*Alıntı:*
▼
M.E.O, 2023 yılında yapılan Cumhurbaşkanlığı seçimlerinden önce farklı illerde miting için görevlendirildiğini, M.K.Z.’nin yanında çalıştığı 1,5 yılda, aylık ücretini M.K.Z.’nin yanında çalışan şahıstan nakit aldığını ve faaliyetlerde kullandığı araçları da bu parayla kiraladığını iddia etti.
“Hiç kimseye ve hiçbir birime bilgi vermeyeceksin”
Siirt’te, 28 Ekim 2023’te çakarlı aracıyla trafik çevirmesine takıldığını belirten M.E.O, “Polislere MİT kimliğimi ibraz ettim. Bana ‘Devam edebilirsiniz.’ dediler. Akabinde nişanlımın evine gittim. Balkona çıktığımda kalabalık bir polis ekibinin aracımı incelediklerini gördüm.” ifadesini kullandı.
M.E.O. durumu telefonla şüpheli M.K.Z.’ye haber verdiğini, M.K.Z.’nin kendisine sakin olmasını, polislere kesinlikle kimliğini göstermemesini, ifşa olmamasını ve ettiği yemine bağlı olması gerektiğini söylediğini öne sürdü.
▲
Alıntıdaki "M.E.O, 2023 yılında" ifadesinden başlayıp "kiraladığını iddia etti." ifadesine kadar uzanan kısmı, bu son ifade de dahil olmak üzere, harfi harfine döndürün.

*Girdi Verileri:*
▼
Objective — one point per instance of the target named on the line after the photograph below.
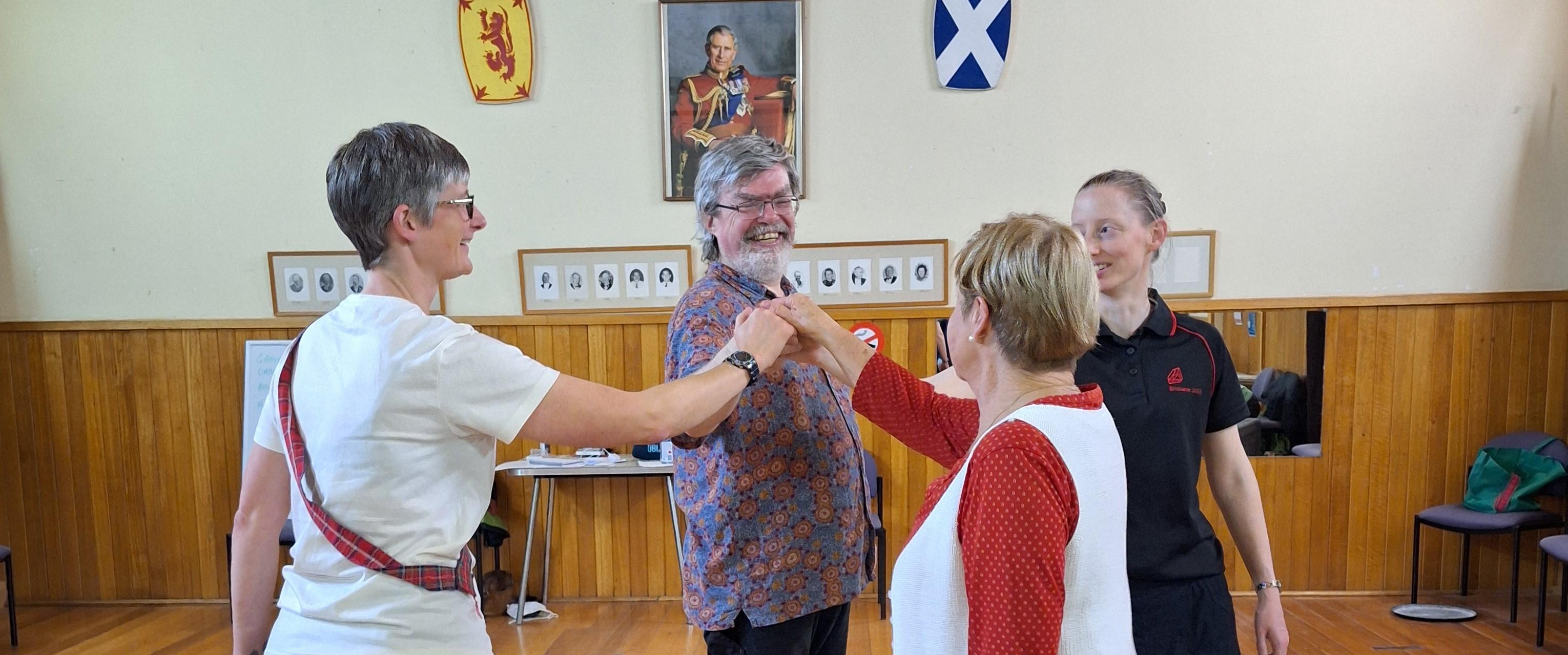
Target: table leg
▲
*Yanıt Bölümü:*
M.E.O, 2023 yılında yapılan Cumhurbaşkanlığı seçimlerinden önce farklı illerde miting için görevlendirildiğini, M.K.Z.’nin yanında çalıştığı 1,5 yılda, aylık ücretini M.K.Z.’nin yanında çalışan şahıstan nakit aldığını ve faaliyetlerde kullandığı araçları da bu parayla kiraladığını iddia etti.